• _Section du document_:

──────────

La FIDH a mandaté une mission d'enquête internationale sur la situation des droits et libertés des minorités ethniques en République de Géorgie. Elle s'est déroulée du 15 au 24 juillet 2004, à Tbilissi et en province (Tsalka, Akhalkalaki, Akhaltsikhe). Cette mission s'inscrivait dans le contexte d'un flux important en Europe occidentale de demandeurs d'asile en provenance de Géorgie se plaignant de discriminations. Elle avait pour but d'évaluer la situation des minorités en Géorgie. La mission a choisi de documenter la situation des minorités dans les territoires où s'exerce de facto la souveraineté des autorités géorgiennes.

──────────

• _Lignes de données_:

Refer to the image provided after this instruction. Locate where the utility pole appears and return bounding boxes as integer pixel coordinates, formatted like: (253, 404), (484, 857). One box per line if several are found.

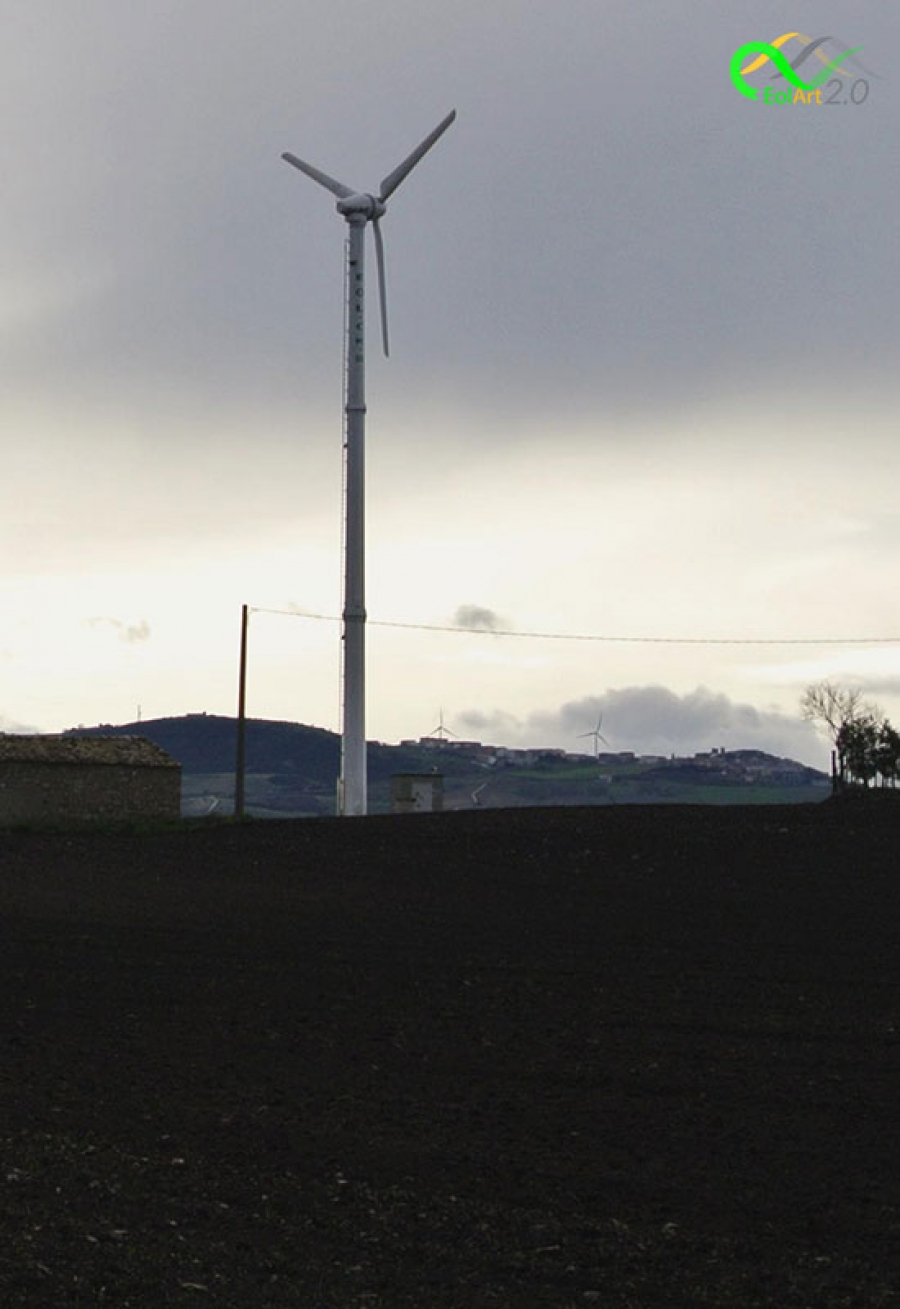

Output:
(234, 605), (249, 818)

──────────

• _Consigne A_: Dans la section du document, à quelles dates la mission d'enquête a-t-elle eu lieu ?
• _Consigne B_: Écrivez la suite du texte sur la mission d'enquête en Géorgie.

• _Résultat final A_: Du 15 au 24 juillet 2004.

• _Résultat final B_:
Les Kurdes yézides constituent un groupe ethno-religieux qui parle le kurmanji, un des dialectes kurdes les plus courants. Le yézidisme est une religion syncrétique qui combine des éléments de zoroastrisme, de judaïsme, de christianisme et d'islam. Elle s'est développée dans le passé chez les Kurdes d'Irak, de Syrie, de Turquie, du Caucase et, du fait de l'immigration récente, dans les pays d'Europe occidentale. Les Kurdes yézides de Géorgie sont des Kurdes qui ont fui les persécutions du gouvernement jeune-turc, au sein de ce qui était alors, entre 1914 et 1917, l'Empire ottoman. Ils s'établirent en Arménie et en Géorgie, où ils cohabitèrent avec les Kurdes musulmans jusqu'en 1944, date à laquelle ceux-ci ont été déportés par Staline. Il reste aujourd'hui un très petit nombre de Kurdes musulmans, l'écrasante majorité est yézide. L'identité ethnique du groupe est assise sur des liens idéologiques eux-même fondés sur le sang : on naît yézide, on ne peut le devenir volontairement (1). Le groupe est divisé en castes religieuses, les Cheiks, les Pirs, et non religieuses, les Murids. La tradition se transmet oralement.

Les quelques centaines de Kurdes musulmans vivant en Géorgie sont en fait des citoyens azerbaïdjanais qui y nomadisent. Les quelques entretiens menés avec eux, grâce à l'aide d'un Kurde yézide traduisant pour la mission le kurdmanji, laissent apparaître une situation incomparablement plus défavorisée que celle des Kurdes yézides citoyens de Géorgie (très grande pauvreté, méconnaissance du russe et du géorgien, analphabétisme général des filles non scolarisées, etc.).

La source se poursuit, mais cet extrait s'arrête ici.